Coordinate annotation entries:
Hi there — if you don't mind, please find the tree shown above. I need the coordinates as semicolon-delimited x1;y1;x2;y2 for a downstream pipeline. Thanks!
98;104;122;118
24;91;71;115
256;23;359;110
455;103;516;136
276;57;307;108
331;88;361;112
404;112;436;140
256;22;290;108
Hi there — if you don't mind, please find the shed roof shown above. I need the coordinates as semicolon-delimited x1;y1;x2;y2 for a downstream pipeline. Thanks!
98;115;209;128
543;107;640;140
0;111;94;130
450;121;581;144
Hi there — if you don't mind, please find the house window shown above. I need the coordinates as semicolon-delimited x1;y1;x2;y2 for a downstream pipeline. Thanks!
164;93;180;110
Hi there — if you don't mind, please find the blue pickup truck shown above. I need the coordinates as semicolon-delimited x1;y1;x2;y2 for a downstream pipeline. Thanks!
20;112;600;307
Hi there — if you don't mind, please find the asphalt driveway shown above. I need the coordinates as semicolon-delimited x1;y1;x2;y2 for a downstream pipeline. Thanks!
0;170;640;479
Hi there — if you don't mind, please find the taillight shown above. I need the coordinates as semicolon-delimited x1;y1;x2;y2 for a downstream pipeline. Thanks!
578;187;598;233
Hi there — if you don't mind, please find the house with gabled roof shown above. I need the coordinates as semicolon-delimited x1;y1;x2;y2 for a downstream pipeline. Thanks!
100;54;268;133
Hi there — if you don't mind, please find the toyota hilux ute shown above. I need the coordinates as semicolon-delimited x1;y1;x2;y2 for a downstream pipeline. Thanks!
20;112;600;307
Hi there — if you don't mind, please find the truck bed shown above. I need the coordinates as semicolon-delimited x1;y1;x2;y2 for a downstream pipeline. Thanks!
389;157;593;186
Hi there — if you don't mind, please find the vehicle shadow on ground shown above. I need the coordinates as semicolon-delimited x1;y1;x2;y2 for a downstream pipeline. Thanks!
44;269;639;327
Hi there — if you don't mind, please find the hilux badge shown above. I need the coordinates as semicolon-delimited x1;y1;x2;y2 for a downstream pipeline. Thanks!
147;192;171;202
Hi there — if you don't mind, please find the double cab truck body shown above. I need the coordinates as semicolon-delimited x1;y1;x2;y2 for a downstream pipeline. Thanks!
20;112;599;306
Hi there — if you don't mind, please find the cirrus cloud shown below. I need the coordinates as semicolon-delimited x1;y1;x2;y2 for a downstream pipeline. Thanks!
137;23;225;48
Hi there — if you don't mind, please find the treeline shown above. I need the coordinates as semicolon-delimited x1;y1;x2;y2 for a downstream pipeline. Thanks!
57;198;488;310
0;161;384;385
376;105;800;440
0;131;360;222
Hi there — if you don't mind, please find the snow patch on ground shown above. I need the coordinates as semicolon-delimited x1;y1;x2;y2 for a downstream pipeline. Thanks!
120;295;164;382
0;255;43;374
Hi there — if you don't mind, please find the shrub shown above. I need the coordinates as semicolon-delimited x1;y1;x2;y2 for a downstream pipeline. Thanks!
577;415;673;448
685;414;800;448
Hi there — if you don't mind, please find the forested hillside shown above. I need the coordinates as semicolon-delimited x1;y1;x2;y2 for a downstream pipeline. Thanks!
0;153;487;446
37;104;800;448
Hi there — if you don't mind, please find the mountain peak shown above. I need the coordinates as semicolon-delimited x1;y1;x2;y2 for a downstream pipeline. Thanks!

# What is being asked
Reproduce all of the lines above with no changes.

# Answer below
Hi there — if you don't mind, please find the tree shown above. I need the coordinates as semicolon-delimited x1;y1;x2;y2 for a downstream pipeline. Thanks!
98;104;122;118
24;91;71;115
256;23;359;110
455;103;516;136
276;57;307;108
331;88;361;112
404;112;436;140
256;22;290;108
Hi there — if you don't mind, please find the shed roof shown above. I need the coordinates as semicolon-delimited x1;y1;x2;y2 for a downstream pipeline. Thanks!
98;115;209;128
543;107;640;140
0;111;94;130
450;121;581;144
Hi there — if you don't mind, please find the house window shown above. I need the coordinates as semicolon-delimited x1;y1;x2;y2 for a downstream pipeline. Thanks!
164;93;180;110
Hi there — if you don't mind, please find the blue pickup truck shown above. I need the coordinates as semicolon-delimited x1;y1;x2;y2 for a downstream pipeline. Thanks!
20;112;600;307
Hi there — if you don't mind, please find the asphalt driveway shown above. I need the coordinates as semicolon-delimited x1;y1;x2;y2 for a downstream pipeline. Thanks!
0;170;640;479
Hi there — if you don't mind, please find the taillight shown above. I need the coordinates as semicolon-delimited x1;y1;x2;y2 for a downstream pipeline. Thanks!
578;187;598;233
Hi there — if you don't mind, please find the house with gabled roof shown above. I need the coordinates as semicolon-delimited x1;y1;x2;y2 for a downstream pipeline. Thanks!
100;54;268;133
Hi there — if you don't mind, please find the toyota hilux ute shown above. I need the coordinates as semicolon-delimited x1;y1;x2;y2 for a downstream pipeline. Thanks!
20;112;600;307
Hi there — if you don't mind, please find the truck bed shown above. I need the coordinates as semicolon-delimited x1;y1;x2;y2 for a downstream pipeline. Thanks!
389;157;593;186
Hi there — if you don't mind, please find the vehicle shadow on ground shown above. I need the coordinates as semicolon-delimited x1;y1;x2;y2 for a downstream pipeline. Thanks!
44;269;639;327
Hi there — if you don't mind, please find the hilux badge shown above. I need the coordinates as semicolon-delimited x1;y1;x2;y2 for a downstream pipeline. Thanks!
147;192;171;202
Hi there — if you don't mind, please find the double cab truck body shown above. I need the coordinates as semicolon-delimited x1;y1;x2;y2 for a downstream pipeline. Thanks!
20;112;599;306
Hi there — if you don't mind, please find the cirrus cloud shown below. I need the coordinates as semicolon-delimited x1;y1;x2;y2 for a downstream pipeline. Thanks!
137;23;225;48
Hi there — if you don't mind, please find the treeline shown above. I need the coordinates as semicolon-delimited x1;y1;x2;y2 for a downstream pipeline. Thanks!
57;198;488;310
0;161;384;385
376;105;800;440
0;131;360;222
Hi there — if you don't mind, please find the snow patch on ground shown above. I need the coordinates as semicolon-delimited x1;y1;x2;y2 for a downstream pipeline. Thanks!
120;295;164;382
0;255;43;374
Hi there — if you don't mind, please find the shrub shown above. I need the coordinates as semicolon-delimited x1;y1;x2;y2 for a downstream pipeline. Thanks!
577;415;673;448
685;414;800;448
Hi there — if you don't mind, please find the forested hillside shown above. I need the coordinates as semicolon-delimited x1;y1;x2;y2 for a downstream pipeline. Thanks!
0;153;487;446
37;104;800;448
Hi there — if you don't mind, please find the mountain peak shown above. I need the coordinates as semicolon-delimited x1;y1;x2;y2 for a downstream pipeline. Thanks!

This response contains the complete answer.